(Referring expression pointing data)
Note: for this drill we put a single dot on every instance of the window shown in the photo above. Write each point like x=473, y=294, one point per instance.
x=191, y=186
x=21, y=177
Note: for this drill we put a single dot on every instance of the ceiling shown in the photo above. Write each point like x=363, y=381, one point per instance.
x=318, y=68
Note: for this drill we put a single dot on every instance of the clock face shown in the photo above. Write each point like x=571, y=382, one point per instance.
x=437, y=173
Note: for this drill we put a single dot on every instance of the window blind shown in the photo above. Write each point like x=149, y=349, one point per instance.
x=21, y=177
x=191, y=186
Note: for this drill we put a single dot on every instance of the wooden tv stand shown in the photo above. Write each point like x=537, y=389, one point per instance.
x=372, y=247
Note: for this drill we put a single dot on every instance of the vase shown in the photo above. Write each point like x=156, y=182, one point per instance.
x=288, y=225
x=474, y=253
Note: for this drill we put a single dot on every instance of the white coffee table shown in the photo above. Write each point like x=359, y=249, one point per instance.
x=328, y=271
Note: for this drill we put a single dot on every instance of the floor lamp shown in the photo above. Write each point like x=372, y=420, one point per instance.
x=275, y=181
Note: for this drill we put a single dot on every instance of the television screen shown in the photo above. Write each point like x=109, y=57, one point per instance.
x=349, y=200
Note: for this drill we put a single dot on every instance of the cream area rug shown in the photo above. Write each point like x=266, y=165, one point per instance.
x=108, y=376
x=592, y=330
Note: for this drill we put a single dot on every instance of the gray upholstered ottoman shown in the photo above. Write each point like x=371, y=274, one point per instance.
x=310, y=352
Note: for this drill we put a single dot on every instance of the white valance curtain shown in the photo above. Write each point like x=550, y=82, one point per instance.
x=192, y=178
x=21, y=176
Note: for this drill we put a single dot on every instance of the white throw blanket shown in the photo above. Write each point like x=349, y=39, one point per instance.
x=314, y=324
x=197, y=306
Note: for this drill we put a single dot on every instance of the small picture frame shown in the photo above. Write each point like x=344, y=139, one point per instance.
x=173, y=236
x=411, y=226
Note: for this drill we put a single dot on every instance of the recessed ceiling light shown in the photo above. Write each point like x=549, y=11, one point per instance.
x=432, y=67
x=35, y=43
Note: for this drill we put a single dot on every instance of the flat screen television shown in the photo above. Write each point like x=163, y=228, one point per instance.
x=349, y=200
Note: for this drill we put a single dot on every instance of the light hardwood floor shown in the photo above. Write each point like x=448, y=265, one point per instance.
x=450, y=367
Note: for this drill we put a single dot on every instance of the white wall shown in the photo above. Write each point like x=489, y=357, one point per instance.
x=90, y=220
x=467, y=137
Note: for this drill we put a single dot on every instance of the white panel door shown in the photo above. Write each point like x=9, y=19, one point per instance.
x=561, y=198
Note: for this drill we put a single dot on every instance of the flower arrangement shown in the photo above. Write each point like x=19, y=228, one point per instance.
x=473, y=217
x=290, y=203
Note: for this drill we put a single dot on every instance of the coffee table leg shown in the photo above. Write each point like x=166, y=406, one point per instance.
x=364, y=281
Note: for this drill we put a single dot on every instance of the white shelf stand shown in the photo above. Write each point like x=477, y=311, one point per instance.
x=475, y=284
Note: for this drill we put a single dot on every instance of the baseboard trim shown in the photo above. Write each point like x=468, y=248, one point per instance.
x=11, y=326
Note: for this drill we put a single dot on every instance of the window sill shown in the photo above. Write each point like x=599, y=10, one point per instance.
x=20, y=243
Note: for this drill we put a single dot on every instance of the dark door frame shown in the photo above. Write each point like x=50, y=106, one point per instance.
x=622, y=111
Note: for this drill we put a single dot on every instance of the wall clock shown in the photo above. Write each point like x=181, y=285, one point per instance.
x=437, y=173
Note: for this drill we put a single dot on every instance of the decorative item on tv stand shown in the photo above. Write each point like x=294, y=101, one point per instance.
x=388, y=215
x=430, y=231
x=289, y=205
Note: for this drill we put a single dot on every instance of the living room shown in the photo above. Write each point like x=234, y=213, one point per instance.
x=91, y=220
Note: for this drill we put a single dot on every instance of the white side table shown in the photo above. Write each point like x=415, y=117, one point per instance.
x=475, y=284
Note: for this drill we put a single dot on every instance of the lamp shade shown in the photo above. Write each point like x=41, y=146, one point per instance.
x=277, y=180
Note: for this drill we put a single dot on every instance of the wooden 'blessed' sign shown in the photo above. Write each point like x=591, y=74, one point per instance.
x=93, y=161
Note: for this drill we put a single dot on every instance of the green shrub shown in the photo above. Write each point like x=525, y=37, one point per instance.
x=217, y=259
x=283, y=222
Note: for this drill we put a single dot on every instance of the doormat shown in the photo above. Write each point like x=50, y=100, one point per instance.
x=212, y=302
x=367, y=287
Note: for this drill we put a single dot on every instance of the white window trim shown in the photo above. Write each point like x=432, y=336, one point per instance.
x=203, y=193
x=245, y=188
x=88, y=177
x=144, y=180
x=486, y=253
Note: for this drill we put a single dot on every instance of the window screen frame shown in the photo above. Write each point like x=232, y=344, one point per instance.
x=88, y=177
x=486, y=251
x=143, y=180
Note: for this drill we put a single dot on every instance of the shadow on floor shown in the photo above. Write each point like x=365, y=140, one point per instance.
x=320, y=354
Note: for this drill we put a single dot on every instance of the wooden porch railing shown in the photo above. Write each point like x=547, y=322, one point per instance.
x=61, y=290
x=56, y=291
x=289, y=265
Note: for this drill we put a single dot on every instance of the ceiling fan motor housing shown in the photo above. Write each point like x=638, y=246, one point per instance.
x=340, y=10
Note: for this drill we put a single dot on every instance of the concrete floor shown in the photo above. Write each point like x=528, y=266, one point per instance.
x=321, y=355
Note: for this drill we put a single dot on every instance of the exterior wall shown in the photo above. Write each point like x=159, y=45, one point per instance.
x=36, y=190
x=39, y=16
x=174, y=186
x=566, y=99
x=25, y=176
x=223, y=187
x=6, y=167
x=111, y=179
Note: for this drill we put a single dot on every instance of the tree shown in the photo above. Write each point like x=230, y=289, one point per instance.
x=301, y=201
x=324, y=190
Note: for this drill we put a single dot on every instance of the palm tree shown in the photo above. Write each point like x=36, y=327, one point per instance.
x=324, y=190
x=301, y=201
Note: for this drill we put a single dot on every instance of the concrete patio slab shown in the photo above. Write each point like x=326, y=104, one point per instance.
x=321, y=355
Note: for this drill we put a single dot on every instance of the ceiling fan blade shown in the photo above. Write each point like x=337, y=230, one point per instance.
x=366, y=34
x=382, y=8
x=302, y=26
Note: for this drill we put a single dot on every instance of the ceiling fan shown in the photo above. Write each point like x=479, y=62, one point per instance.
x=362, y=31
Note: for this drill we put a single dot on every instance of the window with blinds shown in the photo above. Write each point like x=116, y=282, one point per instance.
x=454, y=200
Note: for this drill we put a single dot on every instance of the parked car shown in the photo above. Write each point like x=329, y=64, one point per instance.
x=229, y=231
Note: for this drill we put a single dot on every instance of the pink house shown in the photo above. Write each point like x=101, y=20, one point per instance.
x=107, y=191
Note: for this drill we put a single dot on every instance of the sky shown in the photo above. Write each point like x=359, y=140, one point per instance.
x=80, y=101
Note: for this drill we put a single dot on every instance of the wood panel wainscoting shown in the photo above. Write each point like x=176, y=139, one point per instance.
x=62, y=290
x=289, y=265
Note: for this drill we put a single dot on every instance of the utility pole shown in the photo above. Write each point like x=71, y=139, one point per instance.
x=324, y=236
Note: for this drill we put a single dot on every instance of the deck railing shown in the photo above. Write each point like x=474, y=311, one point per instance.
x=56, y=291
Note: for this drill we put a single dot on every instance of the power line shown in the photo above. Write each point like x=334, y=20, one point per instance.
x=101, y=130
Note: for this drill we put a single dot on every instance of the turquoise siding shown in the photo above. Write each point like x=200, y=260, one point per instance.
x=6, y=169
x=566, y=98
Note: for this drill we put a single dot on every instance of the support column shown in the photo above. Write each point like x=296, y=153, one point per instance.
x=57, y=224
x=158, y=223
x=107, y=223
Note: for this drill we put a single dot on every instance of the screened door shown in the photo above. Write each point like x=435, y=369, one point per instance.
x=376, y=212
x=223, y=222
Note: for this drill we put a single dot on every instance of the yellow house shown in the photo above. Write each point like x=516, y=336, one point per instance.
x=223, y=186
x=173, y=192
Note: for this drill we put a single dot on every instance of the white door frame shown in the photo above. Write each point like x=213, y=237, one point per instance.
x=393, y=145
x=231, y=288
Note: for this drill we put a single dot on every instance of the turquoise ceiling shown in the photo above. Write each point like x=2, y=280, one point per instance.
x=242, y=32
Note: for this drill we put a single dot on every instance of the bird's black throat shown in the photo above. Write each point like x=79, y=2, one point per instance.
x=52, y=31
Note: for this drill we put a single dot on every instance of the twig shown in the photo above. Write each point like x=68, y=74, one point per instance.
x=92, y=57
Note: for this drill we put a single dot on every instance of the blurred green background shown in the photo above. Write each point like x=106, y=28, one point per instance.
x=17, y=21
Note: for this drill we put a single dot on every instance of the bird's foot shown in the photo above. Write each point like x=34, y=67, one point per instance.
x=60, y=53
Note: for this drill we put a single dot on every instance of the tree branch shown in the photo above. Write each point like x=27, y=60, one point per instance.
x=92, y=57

§ **WHAT THE TASK REQUIRES**: Print the line containing "y=60, one point per instance." and every line after it to the end of the records above, exactly as written, and nothing else.

§ **SOLUTION TO THIS PROBLEM**:
Note: for this drill we put a single dot on every instance of the tree branch shown in the photo above. Write each point like x=27, y=60, one point per instance.
x=92, y=57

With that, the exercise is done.